**The request**
Transcribe every one of the lines below exactly, leaving out the pictures.

[Image location labeling lines]
++++++++

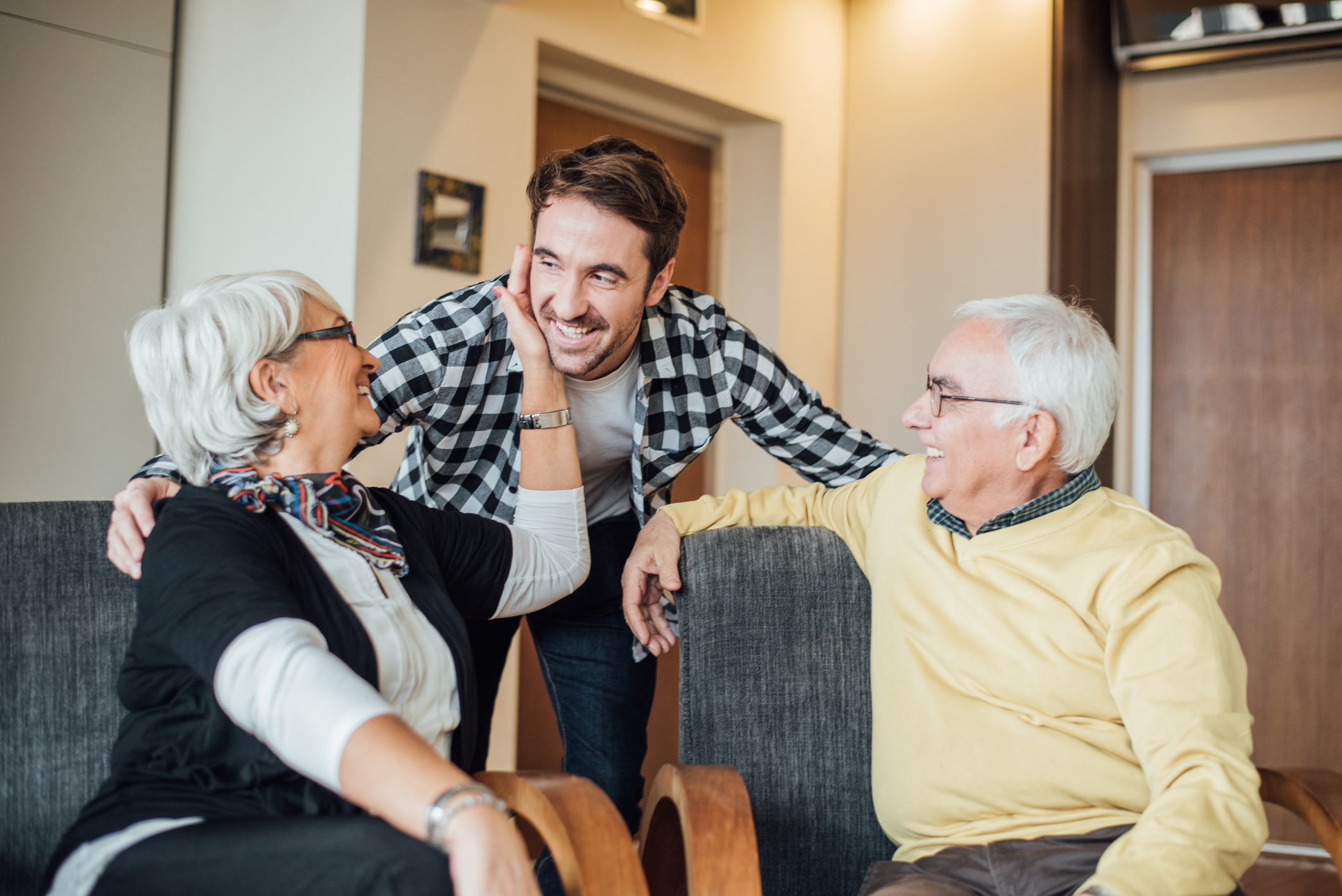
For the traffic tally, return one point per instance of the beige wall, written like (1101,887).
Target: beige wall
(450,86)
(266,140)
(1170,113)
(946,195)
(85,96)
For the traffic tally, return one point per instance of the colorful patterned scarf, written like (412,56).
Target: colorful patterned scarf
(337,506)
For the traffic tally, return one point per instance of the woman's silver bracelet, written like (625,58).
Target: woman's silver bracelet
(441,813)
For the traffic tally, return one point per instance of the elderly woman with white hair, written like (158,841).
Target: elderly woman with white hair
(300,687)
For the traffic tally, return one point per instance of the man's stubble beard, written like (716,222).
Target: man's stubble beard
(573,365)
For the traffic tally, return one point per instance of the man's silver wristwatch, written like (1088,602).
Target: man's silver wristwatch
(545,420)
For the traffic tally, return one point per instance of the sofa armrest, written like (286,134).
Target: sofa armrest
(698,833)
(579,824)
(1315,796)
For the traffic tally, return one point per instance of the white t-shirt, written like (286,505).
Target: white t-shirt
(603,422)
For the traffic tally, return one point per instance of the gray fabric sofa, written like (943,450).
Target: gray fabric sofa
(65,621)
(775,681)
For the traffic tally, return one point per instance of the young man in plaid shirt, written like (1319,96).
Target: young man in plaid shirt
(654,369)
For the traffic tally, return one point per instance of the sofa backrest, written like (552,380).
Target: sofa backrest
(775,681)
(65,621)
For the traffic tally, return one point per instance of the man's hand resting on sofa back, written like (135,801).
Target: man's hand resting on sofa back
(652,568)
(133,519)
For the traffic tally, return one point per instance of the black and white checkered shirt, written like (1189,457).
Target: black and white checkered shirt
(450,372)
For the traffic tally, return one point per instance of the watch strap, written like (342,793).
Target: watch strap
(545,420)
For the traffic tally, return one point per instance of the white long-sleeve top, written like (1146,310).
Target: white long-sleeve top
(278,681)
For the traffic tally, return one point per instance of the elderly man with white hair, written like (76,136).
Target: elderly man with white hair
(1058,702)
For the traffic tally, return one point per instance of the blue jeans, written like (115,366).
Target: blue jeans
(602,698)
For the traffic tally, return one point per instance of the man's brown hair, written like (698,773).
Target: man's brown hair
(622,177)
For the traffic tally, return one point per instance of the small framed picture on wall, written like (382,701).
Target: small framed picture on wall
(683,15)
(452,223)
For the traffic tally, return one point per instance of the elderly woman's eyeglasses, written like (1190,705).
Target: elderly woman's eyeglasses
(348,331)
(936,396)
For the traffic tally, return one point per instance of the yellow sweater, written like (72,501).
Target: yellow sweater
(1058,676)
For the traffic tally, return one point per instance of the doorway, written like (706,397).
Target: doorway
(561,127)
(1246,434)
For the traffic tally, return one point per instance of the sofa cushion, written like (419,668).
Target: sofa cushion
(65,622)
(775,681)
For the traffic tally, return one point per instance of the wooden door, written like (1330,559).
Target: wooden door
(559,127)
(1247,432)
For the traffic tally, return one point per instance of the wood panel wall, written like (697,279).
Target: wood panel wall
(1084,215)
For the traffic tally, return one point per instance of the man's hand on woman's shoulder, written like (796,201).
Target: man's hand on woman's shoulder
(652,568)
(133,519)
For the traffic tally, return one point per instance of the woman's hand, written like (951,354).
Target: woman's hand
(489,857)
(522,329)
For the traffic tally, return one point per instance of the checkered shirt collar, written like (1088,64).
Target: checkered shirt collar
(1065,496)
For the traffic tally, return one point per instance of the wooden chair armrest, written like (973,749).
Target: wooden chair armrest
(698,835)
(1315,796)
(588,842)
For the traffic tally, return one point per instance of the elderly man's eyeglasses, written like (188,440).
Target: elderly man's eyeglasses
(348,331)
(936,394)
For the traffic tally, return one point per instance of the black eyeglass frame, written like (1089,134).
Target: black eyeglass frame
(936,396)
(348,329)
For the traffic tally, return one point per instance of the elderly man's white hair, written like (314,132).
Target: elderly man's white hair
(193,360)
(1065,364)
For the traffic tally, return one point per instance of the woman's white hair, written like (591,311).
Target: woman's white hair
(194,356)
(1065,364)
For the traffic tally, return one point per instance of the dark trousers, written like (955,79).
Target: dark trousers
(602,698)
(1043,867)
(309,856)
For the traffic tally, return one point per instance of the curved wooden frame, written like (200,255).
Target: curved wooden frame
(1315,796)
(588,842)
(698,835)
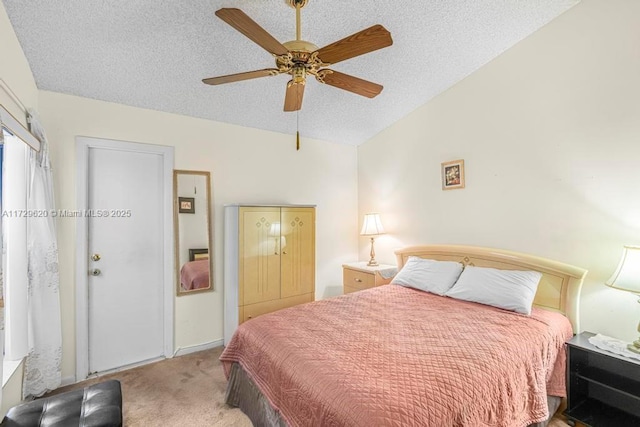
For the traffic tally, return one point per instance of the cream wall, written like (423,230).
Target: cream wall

++++++++

**Task answer**
For the traffic tally, return one point per instance of the beige wall, written like (1101,887).
Target: beige wall
(450,86)
(266,140)
(1170,113)
(946,195)
(85,96)
For the traffic tally, return one point per instance of the colorful patterned scarf, written like (412,56).
Target: colorful patterned scarf
(337,506)
For the traffic tally, return one point per instance of the woman's silver bracelet, written like (625,58).
Target: woman's silver bracelet
(441,813)
For the traffic tally, return one point per instance of the elderly woman with white hair, written like (158,841).
Target: elderly woman with white hair
(300,687)
For the traffic tally, return one point per instance of the man's stubble beard, written like (716,222).
Target: man's stubble beard
(573,365)
For the traffic tally, return one point per instance of the man's silver wristwatch, written like (1088,602).
Target: man's silver wristwatch
(545,420)
For the traffic tally, return one point per instance of the sofa armrest, written like (286,134).
Target: sofa armrest
(698,833)
(579,824)
(1315,796)
For the traffic tally, return one point per instance of the white t-shirt, written like (286,505).
Target: white t-shirt
(603,422)
For the traffic tally, return one point per instance of the gray fabric sofa, written like (943,450).
Target: gray fabric sofa
(65,621)
(775,681)
For the traffic tally, return one point per instance of the young man in plaid shirt, written like (1319,96).
Target: young man in plaid shirt
(654,369)
For the traffic tally, return one point per instance of the sofa backrest, written like (552,380).
Target: sofa backrest
(775,681)
(65,621)
For the traffic tally, return one point per instance of the man's hand resting on sofa back, written like (135,801).
Target: man's hand resting on sofa back
(652,568)
(133,519)
For the traffic tally, return one point per instance of the black and white checkered shirt, written like (1189,457).
Target: black and white checkered shirt
(450,372)
For the traffic tally, return one point per instance of the watch strap, written like (342,793).
Target: watch strap
(545,420)
For the traffic tally, return one point per instance of the white long-sleeve top, written like (1146,310).
Target: white long-sleeve top
(278,681)
For the traffic tally, return one point per instance of the elderly man with white hair, written like (76,136).
Target: elderly man with white hair
(1058,702)
For the traffic tally, return one point per instance of the blue jeans, written like (115,366).
Target: blue jeans
(602,698)
For the traffic tally, return one point per instance of the man's brown hair, written like (698,773).
Target: man's brown hair
(622,177)
For the traffic tally, return one point per instance of the small framed picture on wall, written like (382,701).
Target: small framed picture on wall
(683,15)
(452,223)
For the traffic tally, return one point per instance of the elderly woman's eyeglasses, written like (1190,705).
Target: elderly woman's eyeglasses
(348,331)
(936,396)
For the traffic tally, return one point per instance of the yellow sweater, written like (72,501).
Target: yellow sweater
(1058,676)
For the traffic tally, return one point per instance of the doorway, written like (706,397).
Target: doorway
(561,127)
(1246,434)
For the traffic tally, return one point per instance of the sofa cushion, written like (419,668).
Target: sofa cushion
(65,622)
(775,681)
For the traffic tally, return one point per instance of the wooden door, written like (1330,559).
Target: wooden door
(559,127)
(1247,432)
For the traffic tally, return one point per instance of the wood panel wall, written like (697,279).
Target: wood panel wall
(1084,215)
For the traffic tally, return one point per instance of the man's hand on woman's shoulder, written like (796,201).
Target: man's hand on woman's shoulder
(652,568)
(133,519)
For the traffic tally, return one point per instance of the woman's hand, written like (951,354).
Target: woman's hand
(489,857)
(522,329)
For the traffic tally, return one point per instance of the checkered shirt collar, written like (1088,64).
Target: checkered shirt collar
(1065,496)
For the traffic tally, return one point per instance of the wooden chair armrest, written like (973,749).
Target: wooden chair armrest
(698,835)
(1315,796)
(588,842)
For the traffic tally, return one point per instance of the elderly man's eyeglasses, written like (188,440).
Target: elderly man's eyeglasses
(348,331)
(936,394)
For the traffic tally, return one point per instance of the black eyeglass frame, written like (1089,134).
Target: black eyeglass frame
(936,396)
(348,329)
For the traffic tally, return one point per instance of the elderly man's white hair, written like (314,132).
Target: elderly man's white hair
(193,360)
(1065,364)
For the traffic tally, return one point per instance of the woman's white hair, written like (591,311).
Target: woman's white hair
(194,356)
(1065,364)
For the traffic tally, return one point per instance of the dark trousers, written like (955,79).
Target: dark trousers
(602,698)
(1043,867)
(309,856)
For the traffic tally, return one point per instance of the curved wooden frame, written like (200,255).
Target: curved wooden frame
(1315,796)
(588,842)
(698,835)
For the traffic tally, return one point per instance of the cream wall, written like (423,230).
Target: cream wall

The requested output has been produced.